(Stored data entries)

────────────────────────────────────────

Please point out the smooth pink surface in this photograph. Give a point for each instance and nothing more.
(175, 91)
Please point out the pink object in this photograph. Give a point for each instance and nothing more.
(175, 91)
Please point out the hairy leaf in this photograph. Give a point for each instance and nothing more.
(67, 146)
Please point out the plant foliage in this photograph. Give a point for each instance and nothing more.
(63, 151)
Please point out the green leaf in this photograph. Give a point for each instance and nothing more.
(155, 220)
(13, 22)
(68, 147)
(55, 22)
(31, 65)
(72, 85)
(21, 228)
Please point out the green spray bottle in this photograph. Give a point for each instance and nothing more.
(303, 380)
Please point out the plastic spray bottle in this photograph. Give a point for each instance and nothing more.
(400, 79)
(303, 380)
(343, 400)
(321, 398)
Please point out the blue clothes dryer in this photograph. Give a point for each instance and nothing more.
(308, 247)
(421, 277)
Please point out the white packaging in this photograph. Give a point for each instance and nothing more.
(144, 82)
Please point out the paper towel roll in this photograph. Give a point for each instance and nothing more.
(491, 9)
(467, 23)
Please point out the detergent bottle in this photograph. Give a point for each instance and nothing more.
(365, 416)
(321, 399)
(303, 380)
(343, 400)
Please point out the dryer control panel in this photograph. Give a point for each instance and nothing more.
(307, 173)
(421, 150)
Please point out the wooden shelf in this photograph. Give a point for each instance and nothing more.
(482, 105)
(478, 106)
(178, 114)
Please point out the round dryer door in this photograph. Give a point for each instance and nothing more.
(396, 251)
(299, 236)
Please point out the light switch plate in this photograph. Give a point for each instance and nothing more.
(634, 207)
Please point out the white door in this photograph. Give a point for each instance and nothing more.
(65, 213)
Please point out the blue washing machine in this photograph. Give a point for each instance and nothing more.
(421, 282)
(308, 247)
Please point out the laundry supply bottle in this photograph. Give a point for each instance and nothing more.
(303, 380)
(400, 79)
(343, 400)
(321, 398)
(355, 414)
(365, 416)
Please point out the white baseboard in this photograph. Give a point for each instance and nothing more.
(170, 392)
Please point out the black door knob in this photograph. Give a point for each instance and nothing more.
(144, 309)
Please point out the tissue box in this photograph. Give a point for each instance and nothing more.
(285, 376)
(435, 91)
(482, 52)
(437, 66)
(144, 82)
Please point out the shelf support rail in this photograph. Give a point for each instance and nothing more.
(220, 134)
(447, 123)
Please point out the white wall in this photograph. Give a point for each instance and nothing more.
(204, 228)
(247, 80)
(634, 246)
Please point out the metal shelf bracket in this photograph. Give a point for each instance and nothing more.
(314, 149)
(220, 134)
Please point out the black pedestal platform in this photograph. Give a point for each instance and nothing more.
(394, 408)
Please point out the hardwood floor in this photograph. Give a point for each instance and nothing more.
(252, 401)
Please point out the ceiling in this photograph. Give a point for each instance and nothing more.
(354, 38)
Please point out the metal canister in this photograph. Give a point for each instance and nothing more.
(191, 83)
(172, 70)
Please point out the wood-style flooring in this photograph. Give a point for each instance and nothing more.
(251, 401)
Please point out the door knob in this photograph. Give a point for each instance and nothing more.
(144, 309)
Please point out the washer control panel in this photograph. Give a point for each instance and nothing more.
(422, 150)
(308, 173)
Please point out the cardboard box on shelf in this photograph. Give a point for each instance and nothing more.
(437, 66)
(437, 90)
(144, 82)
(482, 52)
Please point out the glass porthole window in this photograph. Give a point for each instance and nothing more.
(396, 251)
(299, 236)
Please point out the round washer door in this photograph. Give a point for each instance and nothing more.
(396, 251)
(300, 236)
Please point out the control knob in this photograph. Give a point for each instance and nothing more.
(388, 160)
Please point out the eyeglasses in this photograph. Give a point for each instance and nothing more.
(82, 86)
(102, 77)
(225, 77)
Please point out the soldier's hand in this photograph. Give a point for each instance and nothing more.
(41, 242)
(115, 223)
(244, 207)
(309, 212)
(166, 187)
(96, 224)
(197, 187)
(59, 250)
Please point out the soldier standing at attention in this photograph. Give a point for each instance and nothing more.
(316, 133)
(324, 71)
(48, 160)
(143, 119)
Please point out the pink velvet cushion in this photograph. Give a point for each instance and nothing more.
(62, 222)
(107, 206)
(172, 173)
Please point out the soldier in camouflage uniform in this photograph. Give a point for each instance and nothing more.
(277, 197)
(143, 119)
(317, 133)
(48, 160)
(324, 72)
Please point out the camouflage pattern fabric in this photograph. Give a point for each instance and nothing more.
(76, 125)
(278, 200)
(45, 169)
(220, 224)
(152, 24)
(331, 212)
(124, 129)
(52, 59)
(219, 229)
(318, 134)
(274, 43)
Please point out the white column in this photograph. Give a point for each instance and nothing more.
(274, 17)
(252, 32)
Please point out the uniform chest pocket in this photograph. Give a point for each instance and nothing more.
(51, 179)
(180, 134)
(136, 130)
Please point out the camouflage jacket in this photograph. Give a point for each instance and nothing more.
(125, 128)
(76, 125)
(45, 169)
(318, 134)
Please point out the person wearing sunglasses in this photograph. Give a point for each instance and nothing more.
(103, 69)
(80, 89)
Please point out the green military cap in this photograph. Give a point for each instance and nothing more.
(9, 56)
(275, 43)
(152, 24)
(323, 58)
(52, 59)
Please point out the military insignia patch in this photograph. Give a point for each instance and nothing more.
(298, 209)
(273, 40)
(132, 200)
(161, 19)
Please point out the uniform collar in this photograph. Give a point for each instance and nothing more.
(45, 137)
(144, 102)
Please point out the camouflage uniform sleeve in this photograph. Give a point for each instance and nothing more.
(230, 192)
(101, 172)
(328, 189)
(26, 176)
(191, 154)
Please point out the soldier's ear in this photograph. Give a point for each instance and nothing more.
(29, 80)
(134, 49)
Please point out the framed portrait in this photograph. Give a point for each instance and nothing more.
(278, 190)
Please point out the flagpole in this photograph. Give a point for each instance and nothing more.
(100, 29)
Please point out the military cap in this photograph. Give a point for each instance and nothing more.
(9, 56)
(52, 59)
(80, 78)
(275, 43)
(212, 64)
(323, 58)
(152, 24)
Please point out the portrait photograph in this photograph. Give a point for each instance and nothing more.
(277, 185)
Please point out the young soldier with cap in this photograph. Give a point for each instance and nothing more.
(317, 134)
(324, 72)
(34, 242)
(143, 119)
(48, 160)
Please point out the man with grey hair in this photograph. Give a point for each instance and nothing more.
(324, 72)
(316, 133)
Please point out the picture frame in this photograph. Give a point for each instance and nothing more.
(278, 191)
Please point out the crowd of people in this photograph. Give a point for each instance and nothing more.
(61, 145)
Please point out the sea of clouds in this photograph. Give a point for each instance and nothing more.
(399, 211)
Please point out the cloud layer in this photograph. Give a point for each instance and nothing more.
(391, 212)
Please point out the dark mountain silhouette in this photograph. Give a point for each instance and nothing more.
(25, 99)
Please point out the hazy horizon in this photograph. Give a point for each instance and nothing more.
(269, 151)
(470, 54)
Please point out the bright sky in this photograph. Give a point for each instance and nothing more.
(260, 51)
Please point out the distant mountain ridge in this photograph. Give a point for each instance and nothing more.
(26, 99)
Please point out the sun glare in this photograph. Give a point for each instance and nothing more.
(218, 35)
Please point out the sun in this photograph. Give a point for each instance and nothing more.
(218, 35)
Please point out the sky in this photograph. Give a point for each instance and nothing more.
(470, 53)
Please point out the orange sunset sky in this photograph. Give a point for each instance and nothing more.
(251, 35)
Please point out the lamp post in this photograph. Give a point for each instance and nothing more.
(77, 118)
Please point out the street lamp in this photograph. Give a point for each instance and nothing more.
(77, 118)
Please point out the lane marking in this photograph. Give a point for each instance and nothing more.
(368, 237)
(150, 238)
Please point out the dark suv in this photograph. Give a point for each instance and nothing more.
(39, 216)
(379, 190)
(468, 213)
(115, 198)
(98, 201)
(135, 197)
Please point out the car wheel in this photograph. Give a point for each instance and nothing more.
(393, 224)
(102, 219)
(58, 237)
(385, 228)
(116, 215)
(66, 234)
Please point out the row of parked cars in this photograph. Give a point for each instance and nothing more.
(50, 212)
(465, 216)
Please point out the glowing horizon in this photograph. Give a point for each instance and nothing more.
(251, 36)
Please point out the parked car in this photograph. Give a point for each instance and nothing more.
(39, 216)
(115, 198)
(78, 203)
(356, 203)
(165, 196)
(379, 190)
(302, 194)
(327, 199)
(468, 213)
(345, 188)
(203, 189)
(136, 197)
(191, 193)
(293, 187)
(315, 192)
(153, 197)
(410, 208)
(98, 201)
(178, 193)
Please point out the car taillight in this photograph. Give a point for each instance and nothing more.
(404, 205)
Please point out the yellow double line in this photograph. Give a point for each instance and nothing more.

────────────────────────────────────────

From the line containing "Please point out the row" to the final line of the data, repeat each line exactly. Include both ends.

Please point out the row of parked cars in this photograph. Give a point for each instance and nothing more.
(50, 212)
(465, 216)
Please point out the glowing horizon in this photograph. Give a point for each instance and nothing more.
(251, 36)
Please point out the parked car in this photograph. Give a point for each instance and nothing more.
(39, 216)
(115, 198)
(78, 203)
(356, 203)
(165, 196)
(379, 190)
(302, 194)
(327, 199)
(468, 213)
(345, 188)
(203, 189)
(136, 197)
(191, 193)
(293, 187)
(315, 192)
(153, 197)
(410, 208)
(98, 201)
(178, 193)
Please point out the car taillight in this photograph. Give a point for each instance and nothing more.
(404, 205)
Please point out the yellow double line in this photograph. Give a point for each instance and nothing more.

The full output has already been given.